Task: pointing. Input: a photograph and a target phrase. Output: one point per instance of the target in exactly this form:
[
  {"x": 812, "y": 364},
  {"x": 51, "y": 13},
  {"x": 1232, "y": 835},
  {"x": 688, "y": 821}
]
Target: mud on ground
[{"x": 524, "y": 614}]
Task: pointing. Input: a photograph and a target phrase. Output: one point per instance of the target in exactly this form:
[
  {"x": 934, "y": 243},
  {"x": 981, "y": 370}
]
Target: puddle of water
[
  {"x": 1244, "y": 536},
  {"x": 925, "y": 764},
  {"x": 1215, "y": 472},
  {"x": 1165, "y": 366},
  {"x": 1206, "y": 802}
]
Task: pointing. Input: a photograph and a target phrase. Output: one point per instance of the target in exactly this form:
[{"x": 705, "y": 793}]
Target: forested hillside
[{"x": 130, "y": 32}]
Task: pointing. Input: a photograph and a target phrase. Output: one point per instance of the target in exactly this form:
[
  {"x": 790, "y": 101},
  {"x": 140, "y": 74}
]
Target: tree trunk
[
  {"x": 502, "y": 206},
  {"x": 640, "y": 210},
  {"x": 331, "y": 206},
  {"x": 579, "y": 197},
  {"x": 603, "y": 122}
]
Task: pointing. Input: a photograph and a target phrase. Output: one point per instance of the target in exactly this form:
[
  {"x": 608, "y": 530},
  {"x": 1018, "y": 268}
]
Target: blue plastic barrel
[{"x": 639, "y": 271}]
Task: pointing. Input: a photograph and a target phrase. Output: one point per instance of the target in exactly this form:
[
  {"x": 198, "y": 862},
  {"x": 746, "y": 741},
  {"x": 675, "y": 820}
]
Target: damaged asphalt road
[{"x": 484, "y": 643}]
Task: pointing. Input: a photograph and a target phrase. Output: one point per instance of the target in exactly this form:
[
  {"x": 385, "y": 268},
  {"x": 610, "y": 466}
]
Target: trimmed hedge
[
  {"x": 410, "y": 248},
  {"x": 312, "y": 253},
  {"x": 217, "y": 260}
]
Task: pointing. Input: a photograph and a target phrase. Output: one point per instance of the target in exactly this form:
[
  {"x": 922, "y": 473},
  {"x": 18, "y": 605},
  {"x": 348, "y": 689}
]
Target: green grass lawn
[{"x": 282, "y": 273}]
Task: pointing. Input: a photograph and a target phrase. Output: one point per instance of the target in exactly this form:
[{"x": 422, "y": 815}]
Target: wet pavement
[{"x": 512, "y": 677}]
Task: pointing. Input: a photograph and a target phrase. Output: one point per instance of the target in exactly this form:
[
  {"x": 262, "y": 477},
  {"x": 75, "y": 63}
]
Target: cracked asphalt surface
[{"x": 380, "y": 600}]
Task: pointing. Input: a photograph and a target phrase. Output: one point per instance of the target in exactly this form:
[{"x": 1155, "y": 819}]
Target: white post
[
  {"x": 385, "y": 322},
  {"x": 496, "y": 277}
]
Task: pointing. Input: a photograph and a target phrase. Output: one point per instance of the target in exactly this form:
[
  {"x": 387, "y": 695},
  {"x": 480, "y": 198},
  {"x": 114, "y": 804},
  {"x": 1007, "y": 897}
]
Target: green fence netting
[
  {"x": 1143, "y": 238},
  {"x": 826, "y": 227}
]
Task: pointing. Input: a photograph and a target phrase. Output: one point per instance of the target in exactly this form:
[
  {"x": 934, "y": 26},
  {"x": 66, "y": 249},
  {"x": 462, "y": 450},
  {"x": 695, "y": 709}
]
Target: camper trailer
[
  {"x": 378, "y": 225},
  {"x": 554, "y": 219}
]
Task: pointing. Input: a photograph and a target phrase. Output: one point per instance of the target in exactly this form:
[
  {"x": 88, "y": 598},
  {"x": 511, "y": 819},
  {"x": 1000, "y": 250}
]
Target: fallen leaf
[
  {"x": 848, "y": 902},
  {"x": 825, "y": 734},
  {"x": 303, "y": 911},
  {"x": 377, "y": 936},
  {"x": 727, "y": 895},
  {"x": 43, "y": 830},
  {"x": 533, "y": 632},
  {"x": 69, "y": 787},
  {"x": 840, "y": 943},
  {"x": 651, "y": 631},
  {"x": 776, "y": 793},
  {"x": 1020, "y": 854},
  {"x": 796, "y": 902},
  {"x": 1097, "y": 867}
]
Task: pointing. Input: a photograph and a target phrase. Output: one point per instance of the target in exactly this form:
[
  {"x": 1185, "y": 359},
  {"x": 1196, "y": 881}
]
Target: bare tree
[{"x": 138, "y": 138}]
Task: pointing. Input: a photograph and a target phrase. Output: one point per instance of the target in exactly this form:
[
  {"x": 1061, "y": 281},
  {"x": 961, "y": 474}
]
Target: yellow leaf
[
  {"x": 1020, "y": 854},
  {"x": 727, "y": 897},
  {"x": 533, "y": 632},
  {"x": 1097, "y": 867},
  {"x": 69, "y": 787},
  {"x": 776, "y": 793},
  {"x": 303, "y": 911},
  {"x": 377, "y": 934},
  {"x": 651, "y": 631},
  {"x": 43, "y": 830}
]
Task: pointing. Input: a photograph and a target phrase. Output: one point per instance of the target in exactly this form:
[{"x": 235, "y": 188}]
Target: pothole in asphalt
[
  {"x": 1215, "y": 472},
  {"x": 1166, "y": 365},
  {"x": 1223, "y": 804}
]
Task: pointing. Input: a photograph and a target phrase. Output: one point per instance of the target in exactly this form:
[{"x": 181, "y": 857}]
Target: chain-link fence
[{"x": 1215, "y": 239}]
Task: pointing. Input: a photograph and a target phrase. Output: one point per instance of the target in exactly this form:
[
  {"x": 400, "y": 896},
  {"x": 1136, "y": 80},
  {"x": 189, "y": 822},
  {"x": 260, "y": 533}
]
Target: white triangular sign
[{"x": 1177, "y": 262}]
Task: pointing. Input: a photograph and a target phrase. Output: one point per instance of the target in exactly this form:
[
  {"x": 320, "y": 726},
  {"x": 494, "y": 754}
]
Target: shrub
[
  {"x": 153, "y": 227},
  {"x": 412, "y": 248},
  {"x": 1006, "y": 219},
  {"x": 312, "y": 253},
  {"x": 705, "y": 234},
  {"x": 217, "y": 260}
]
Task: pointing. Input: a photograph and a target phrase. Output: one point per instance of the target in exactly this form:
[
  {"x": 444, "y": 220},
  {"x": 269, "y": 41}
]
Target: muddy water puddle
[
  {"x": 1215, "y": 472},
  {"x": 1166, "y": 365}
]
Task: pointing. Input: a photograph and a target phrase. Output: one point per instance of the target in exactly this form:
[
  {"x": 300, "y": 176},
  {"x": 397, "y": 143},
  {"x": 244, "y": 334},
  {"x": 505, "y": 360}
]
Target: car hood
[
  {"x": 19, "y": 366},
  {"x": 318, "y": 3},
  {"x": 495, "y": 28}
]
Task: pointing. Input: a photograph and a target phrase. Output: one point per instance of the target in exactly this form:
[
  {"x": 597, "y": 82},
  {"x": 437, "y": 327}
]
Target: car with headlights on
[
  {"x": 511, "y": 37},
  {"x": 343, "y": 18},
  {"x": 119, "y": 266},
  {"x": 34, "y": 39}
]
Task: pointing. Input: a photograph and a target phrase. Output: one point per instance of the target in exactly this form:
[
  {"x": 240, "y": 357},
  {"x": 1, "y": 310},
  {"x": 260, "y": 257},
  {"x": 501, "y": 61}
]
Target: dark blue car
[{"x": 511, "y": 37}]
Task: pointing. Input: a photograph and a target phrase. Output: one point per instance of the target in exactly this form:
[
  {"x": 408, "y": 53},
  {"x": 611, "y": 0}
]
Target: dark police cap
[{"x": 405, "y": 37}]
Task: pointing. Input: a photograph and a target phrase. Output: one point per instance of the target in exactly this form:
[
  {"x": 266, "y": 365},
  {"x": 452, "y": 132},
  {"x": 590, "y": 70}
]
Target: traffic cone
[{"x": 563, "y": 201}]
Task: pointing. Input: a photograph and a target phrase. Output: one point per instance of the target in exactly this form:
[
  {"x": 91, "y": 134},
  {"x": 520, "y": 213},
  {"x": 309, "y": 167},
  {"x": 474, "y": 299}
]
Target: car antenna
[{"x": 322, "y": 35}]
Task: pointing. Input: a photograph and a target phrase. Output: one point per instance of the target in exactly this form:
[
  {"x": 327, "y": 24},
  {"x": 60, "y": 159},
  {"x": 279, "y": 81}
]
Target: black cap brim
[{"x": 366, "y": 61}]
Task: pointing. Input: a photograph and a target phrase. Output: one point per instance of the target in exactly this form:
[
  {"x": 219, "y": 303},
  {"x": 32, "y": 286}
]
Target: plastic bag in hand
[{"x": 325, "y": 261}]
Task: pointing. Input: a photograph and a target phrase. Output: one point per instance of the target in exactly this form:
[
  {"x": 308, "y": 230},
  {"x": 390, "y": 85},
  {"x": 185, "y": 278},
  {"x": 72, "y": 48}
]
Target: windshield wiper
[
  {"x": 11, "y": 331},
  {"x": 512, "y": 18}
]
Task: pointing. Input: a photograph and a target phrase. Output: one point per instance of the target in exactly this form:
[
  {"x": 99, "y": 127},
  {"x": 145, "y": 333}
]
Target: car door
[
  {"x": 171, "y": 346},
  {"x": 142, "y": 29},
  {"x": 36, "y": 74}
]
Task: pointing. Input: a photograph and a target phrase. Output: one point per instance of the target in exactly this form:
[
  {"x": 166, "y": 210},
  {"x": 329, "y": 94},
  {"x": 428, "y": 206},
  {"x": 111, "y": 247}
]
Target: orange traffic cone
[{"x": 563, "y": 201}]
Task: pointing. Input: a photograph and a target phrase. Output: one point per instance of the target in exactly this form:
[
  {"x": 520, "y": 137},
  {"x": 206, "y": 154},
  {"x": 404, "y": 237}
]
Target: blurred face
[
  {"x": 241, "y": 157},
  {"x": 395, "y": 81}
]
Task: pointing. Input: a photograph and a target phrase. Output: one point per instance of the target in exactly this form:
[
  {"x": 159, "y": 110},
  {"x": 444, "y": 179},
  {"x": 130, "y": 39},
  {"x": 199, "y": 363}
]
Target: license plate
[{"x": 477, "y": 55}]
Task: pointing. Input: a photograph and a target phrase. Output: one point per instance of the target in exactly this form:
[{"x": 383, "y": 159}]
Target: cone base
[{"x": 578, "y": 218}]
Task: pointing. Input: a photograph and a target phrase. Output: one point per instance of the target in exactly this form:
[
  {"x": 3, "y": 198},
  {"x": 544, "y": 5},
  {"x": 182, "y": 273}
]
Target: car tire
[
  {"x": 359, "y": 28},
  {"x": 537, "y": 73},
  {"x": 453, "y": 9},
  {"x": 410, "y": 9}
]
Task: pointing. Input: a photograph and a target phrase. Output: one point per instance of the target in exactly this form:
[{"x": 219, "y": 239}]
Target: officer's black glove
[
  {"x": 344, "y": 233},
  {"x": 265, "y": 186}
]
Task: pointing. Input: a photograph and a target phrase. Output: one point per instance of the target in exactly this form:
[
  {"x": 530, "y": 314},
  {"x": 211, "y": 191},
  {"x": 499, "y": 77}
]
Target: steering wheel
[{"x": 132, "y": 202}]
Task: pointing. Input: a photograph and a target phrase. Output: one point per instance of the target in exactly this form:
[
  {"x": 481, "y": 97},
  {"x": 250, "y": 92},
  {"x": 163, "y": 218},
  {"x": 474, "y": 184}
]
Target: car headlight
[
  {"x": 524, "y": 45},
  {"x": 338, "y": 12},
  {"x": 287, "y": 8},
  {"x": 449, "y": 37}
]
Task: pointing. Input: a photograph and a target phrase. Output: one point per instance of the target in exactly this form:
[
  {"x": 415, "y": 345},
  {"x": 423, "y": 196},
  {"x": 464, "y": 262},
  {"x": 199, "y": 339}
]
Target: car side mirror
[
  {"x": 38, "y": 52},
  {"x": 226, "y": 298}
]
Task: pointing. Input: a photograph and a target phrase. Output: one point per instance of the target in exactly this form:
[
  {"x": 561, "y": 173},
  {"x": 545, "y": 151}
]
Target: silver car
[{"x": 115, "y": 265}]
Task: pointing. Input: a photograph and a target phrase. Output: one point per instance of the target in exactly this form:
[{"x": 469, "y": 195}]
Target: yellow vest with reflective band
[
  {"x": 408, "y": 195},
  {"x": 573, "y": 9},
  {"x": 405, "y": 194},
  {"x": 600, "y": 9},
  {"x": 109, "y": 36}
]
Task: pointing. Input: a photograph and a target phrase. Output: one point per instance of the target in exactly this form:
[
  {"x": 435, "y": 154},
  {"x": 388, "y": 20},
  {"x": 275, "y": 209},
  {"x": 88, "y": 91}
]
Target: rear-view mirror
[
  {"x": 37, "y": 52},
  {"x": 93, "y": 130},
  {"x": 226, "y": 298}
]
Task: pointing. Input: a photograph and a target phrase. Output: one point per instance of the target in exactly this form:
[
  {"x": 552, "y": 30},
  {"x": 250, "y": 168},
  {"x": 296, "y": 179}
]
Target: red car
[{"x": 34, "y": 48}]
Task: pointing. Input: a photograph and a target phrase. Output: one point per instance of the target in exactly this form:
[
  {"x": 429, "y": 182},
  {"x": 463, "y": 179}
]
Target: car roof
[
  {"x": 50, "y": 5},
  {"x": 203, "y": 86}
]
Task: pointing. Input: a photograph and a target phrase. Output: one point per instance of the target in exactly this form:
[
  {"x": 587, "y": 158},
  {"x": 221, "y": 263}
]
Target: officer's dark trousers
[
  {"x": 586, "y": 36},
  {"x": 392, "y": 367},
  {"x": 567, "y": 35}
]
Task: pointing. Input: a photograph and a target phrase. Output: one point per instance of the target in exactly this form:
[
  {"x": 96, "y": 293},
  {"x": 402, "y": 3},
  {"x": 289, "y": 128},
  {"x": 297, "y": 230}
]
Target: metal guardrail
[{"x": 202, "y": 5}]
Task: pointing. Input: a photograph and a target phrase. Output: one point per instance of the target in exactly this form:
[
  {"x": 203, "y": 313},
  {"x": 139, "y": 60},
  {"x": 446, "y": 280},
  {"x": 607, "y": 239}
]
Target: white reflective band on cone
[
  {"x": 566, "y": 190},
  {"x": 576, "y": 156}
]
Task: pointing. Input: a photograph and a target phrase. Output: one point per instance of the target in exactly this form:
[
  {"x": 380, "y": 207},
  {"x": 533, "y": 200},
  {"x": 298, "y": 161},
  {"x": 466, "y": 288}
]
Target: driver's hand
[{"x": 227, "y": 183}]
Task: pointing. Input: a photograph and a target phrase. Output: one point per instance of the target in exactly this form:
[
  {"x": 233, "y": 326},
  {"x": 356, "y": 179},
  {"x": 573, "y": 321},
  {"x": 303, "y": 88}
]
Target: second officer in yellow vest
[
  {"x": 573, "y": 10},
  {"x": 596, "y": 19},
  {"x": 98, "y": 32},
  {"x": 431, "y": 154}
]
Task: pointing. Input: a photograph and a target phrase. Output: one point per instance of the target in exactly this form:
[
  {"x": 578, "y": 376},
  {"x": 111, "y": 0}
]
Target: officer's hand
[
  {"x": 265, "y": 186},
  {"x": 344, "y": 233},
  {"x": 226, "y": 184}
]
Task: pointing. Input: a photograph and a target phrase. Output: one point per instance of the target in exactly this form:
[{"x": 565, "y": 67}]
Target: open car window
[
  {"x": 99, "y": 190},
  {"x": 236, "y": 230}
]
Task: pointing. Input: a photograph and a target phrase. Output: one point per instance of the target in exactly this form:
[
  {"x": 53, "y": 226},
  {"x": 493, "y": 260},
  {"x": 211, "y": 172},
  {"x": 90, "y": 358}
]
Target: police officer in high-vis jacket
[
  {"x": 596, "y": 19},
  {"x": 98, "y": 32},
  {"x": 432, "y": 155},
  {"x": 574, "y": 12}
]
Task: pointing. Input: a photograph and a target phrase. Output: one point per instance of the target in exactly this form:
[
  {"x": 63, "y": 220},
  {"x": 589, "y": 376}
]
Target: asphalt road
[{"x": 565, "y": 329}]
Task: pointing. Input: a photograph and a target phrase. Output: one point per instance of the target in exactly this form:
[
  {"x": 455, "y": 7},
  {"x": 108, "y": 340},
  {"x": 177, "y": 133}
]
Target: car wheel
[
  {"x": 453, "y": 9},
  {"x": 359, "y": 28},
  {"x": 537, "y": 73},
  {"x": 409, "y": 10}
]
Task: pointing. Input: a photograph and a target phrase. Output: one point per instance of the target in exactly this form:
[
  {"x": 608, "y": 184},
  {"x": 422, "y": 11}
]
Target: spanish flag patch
──────
**Task statement**
Please count the lines in the entries above that contain the string "cone", and give only that number.

**Output**
4